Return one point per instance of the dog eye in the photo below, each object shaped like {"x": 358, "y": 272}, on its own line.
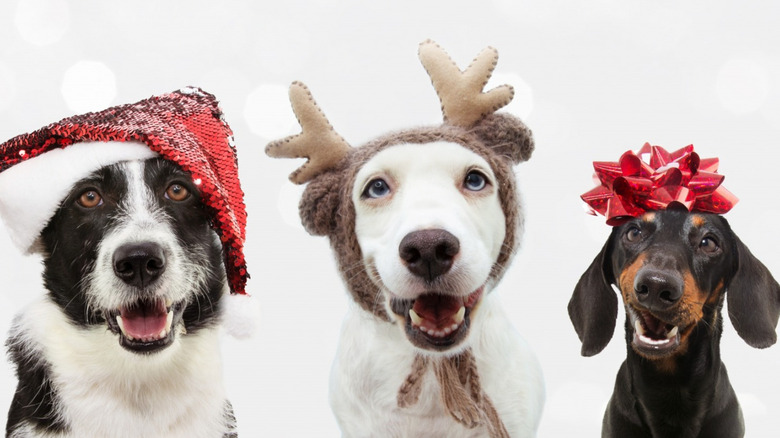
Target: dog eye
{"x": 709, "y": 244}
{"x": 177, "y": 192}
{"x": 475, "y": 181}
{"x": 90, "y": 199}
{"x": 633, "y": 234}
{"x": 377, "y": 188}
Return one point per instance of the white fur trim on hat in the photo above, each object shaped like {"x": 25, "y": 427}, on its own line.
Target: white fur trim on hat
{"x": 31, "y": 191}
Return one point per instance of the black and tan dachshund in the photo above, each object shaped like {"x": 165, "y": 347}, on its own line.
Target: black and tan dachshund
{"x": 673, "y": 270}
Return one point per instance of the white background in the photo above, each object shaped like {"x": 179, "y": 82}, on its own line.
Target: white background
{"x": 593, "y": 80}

============================================================

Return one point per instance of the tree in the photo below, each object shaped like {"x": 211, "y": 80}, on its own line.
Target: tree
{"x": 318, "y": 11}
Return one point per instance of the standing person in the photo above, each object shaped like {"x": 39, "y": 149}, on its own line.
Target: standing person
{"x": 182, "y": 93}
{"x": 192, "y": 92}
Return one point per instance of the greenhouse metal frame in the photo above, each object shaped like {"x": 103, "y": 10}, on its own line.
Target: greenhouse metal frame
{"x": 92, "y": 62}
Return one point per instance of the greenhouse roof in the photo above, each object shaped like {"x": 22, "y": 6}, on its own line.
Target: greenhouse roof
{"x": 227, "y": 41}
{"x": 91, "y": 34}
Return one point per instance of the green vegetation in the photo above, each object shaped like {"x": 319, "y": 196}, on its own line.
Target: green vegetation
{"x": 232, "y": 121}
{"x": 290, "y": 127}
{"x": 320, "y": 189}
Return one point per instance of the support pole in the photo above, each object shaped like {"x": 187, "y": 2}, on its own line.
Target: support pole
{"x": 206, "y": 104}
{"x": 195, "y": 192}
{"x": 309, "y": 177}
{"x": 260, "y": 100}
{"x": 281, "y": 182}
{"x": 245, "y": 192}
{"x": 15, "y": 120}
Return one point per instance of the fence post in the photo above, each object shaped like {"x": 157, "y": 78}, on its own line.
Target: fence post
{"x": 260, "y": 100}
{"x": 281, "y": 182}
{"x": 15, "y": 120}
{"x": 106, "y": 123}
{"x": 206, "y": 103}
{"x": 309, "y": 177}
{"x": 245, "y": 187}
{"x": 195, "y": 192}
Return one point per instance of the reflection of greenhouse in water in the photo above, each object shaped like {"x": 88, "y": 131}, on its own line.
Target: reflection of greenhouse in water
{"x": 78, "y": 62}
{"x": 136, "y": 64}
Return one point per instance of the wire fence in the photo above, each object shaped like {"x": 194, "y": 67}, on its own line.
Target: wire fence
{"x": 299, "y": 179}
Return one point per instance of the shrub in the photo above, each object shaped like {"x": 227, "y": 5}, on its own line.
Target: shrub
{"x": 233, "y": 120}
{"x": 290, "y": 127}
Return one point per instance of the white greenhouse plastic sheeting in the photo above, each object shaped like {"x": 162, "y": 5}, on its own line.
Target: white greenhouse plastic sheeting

============================================================

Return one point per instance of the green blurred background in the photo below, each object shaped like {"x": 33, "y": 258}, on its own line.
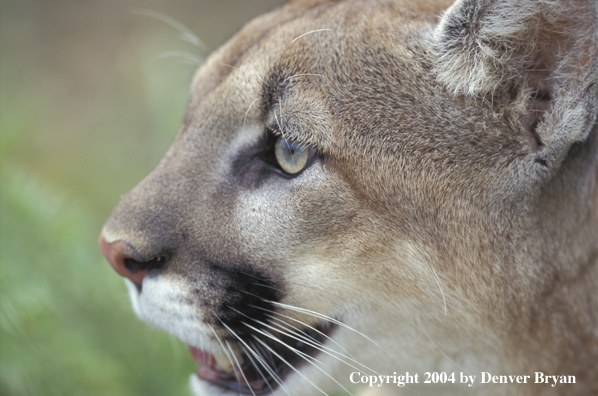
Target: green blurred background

============================================================

# [TASK REQUIREMENTS]
Copy out the records word for word, starting with the line containing "Return one point per instance of the shrub" and going on through the line containing "Target: white greenhouse plastic sheeting".

# [COMPLETE OUTPUT]
Return one point per instance of the shrub in the photo above, each object shaped like {"x": 227, "y": 5}, on its own line.
Target: shrub
{"x": 233, "y": 120}
{"x": 290, "y": 127}
Return one point per instance of the white greenhouse plastic sheeting in the photo above, each object shaped like {"x": 162, "y": 5}, on its own line.
Target: white greenhouse plastic sheeting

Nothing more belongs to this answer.